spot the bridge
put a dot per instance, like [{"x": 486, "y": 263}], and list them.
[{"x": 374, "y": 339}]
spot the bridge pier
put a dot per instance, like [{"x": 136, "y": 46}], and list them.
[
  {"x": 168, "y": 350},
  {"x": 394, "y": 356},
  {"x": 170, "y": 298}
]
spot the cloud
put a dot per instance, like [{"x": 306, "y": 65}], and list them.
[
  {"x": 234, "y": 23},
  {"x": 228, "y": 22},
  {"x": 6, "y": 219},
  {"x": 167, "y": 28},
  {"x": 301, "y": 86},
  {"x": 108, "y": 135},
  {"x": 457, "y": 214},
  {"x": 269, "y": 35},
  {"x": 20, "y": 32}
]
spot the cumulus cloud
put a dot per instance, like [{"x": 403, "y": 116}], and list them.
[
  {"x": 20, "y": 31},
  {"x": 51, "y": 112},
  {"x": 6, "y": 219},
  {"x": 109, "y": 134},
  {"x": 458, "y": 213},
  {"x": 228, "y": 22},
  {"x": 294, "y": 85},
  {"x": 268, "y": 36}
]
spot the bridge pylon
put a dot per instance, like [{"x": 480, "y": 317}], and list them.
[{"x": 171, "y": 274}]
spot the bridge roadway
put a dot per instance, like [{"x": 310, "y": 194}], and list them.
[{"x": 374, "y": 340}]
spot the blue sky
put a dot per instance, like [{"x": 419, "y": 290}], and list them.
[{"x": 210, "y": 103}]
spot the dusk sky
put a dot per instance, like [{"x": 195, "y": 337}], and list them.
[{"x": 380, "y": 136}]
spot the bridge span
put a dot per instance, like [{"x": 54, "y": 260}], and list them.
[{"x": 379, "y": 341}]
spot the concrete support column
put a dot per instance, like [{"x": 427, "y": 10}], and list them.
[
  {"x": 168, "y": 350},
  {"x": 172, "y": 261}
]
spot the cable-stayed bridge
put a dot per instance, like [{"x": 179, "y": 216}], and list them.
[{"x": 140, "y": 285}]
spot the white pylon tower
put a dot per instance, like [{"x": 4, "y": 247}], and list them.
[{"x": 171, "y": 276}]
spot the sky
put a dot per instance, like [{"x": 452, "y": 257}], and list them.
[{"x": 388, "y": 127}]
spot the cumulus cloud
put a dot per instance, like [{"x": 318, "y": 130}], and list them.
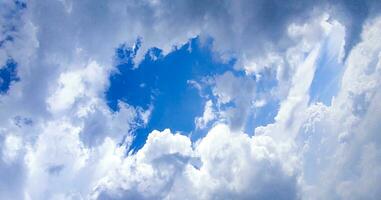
[
  {"x": 166, "y": 168},
  {"x": 60, "y": 140}
]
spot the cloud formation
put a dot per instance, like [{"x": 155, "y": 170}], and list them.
################
=== What you should do ===
Pull every line containing "pylon" out of the records.

=== Solution to this problem ===
spot the bridge pylon
spot the white pylon tower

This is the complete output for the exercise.